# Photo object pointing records
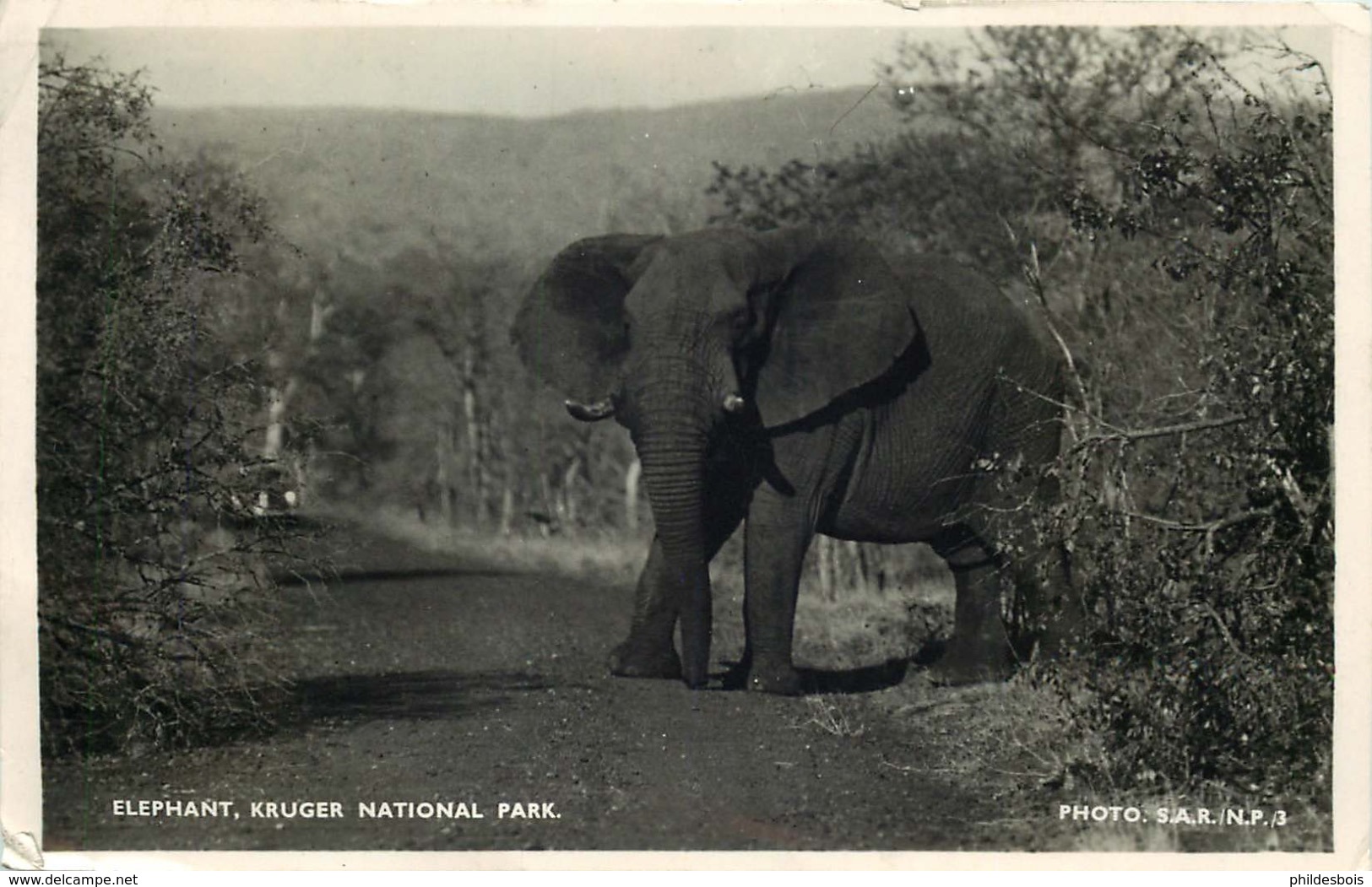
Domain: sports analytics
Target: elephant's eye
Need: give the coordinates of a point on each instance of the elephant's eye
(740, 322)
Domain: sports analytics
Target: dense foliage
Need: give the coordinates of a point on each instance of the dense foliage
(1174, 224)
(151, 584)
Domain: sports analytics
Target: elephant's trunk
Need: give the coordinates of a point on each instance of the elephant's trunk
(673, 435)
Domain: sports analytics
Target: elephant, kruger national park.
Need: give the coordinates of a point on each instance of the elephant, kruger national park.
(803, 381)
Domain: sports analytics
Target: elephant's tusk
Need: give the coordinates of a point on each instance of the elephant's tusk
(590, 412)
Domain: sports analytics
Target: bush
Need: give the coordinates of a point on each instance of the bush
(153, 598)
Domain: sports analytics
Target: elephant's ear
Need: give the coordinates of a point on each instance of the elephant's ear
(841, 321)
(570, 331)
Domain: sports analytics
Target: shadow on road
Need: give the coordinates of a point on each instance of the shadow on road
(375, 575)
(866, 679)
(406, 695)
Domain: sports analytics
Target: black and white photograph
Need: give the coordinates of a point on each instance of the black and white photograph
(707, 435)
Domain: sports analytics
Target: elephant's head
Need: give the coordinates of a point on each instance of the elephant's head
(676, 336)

# Exercise requirements
Repeat all of the data above word for word, minus the pictures.

# Response to the task
Domain: sports analytics
Target: elephant's eye
Need: give the coordinates of a point on each instance of the elephant's eye
(740, 322)
Domain: sports analytics
Target: dense foliage
Need: give the coordinates of a point on each instance of the dense foliage
(1174, 224)
(151, 584)
Domain: sports analytics
Target: elephant's trunk
Need: give the coordinates of a point on each instance of the elephant's trunk
(673, 435)
Domain: sports analytics
Target: elephant, kruger national park.
Need: give the coordinates of a point on each instance of the elephant, kruger national park.
(803, 381)
Domain: sports analytics
Target: elephant's tusk
Need: give the coordinates of a point on each instance of the elephant's tusk
(590, 412)
Domain: sports analytics
Target: bush
Need: give the coordinates of a point on each instance of the bush
(153, 598)
Domain: sports analytics
Target: elephant's ear
Need: give the coordinates of a point on each instance of the elephant's ear
(841, 321)
(570, 331)
Domain: sports analytics
Target: shadow on road
Need: give the coordinates of a point on each instance of the shadow on road
(375, 575)
(866, 679)
(406, 695)
Domain: sports analytics
Target: black and white photograph
Need: give the coordinates of a point on each instance of the black and white photograph
(707, 435)
Domain: sports analytics
Target: elephant's head
Need: give the coordinates of a point on each instance of the elephant's head
(676, 336)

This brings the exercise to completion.